• _EXERCISE DESCRIPTION_: Please go through the data below and copy out only the lines that contain the word "helmet".

:: DATA

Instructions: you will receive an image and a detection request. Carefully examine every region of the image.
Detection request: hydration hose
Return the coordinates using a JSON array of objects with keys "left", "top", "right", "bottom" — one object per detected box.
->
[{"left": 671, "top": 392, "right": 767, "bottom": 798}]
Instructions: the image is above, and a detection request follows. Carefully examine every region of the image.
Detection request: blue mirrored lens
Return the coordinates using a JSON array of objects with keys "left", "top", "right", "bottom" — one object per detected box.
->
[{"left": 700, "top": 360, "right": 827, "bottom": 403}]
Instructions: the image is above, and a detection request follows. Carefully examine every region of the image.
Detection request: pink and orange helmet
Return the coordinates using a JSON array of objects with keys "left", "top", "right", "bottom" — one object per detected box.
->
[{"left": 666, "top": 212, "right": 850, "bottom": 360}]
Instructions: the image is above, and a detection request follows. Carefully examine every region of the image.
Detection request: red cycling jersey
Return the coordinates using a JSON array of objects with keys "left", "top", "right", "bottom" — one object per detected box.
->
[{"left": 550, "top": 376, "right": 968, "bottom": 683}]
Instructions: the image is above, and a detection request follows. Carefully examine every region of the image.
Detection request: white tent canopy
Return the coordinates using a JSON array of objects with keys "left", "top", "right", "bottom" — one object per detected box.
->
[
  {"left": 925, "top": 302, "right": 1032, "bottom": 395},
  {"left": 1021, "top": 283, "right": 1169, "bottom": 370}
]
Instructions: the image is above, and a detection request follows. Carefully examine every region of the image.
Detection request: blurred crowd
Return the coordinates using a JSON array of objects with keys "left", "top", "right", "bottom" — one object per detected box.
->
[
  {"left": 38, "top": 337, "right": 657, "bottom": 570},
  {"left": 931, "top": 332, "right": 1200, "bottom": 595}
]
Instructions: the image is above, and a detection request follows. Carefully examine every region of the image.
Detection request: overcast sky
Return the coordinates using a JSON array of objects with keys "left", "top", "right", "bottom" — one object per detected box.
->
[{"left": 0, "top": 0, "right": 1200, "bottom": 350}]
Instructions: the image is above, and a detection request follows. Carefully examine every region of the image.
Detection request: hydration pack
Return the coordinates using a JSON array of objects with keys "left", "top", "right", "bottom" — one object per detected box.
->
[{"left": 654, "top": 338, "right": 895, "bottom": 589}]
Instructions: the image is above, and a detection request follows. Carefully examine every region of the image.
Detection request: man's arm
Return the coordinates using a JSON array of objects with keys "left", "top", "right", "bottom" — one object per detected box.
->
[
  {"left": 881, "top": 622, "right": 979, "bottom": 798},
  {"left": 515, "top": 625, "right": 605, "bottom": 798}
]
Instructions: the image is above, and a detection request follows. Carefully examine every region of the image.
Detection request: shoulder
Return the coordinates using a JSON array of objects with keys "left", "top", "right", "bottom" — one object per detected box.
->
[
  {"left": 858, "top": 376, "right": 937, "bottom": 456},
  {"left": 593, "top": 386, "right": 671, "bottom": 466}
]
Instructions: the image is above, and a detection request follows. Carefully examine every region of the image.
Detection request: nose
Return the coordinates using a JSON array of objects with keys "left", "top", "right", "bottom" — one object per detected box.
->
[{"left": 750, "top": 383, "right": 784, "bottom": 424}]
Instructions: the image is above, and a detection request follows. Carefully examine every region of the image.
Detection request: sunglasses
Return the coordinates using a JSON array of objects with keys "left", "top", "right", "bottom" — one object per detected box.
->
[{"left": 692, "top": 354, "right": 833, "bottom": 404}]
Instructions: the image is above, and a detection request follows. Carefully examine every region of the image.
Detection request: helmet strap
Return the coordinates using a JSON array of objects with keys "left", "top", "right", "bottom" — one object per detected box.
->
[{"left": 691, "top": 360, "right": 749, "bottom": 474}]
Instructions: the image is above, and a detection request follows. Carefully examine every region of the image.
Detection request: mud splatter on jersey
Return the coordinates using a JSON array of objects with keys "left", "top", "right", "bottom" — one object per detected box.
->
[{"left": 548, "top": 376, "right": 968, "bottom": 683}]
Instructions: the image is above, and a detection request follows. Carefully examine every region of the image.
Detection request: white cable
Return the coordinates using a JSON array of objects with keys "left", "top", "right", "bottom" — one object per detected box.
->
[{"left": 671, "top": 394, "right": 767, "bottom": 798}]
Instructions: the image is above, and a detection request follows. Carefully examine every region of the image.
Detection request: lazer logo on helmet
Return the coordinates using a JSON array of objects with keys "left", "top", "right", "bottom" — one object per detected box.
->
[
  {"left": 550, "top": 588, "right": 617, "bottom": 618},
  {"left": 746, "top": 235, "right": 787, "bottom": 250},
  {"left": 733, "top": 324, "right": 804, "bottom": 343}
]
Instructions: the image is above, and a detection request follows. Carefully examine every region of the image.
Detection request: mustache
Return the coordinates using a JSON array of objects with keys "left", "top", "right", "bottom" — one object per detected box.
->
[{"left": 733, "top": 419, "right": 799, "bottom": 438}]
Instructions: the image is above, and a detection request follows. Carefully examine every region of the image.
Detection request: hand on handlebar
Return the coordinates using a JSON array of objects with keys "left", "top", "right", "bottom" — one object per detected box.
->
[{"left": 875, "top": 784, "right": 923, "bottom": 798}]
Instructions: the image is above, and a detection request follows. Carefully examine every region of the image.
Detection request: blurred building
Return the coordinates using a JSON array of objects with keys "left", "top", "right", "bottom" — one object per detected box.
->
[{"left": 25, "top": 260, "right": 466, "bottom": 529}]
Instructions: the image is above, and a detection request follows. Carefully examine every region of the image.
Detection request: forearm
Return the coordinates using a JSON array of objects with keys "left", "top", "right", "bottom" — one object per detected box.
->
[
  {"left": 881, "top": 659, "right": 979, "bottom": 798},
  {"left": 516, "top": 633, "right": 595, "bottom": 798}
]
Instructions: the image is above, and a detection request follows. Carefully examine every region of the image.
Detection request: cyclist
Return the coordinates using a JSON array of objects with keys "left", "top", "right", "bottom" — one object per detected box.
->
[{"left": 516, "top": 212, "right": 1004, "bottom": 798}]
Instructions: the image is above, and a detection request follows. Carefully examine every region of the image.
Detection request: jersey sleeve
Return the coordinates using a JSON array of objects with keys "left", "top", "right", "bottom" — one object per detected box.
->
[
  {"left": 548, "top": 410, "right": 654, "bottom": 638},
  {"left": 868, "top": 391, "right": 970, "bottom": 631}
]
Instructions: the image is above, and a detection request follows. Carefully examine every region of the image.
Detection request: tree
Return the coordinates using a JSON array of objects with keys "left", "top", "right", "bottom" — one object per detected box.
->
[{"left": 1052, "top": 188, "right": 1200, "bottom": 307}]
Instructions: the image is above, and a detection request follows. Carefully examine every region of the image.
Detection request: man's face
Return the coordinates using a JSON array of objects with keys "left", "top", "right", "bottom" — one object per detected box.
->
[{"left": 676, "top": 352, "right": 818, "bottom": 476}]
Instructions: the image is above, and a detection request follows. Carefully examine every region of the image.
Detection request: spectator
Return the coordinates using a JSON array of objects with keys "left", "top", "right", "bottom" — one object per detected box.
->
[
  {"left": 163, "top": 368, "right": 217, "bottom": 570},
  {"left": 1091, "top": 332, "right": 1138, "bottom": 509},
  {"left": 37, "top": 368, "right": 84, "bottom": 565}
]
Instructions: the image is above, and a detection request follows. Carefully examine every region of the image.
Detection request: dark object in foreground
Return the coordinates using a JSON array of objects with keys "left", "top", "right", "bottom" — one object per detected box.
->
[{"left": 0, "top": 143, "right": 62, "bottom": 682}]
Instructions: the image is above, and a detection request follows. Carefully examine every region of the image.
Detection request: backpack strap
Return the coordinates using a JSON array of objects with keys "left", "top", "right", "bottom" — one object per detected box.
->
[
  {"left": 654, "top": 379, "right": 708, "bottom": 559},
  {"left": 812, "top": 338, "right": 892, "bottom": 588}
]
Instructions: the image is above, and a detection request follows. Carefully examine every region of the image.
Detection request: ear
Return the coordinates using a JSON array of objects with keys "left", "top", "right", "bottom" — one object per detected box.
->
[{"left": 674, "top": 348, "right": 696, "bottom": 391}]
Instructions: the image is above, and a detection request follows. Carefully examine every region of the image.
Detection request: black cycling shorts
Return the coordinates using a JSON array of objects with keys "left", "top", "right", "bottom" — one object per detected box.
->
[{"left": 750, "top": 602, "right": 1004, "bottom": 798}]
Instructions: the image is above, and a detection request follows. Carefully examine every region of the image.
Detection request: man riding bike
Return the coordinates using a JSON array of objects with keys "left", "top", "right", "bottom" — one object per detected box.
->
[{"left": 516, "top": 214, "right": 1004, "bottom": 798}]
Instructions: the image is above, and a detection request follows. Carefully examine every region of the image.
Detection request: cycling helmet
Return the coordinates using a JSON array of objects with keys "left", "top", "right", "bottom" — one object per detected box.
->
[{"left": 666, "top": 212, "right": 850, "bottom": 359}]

::::

• _SOLUTION FOR THIS TASK_:
Detection request: pink and orange helmet
Detection request: helmet strap
Detection request: lazer logo on helmet
Detection request: cycling helmet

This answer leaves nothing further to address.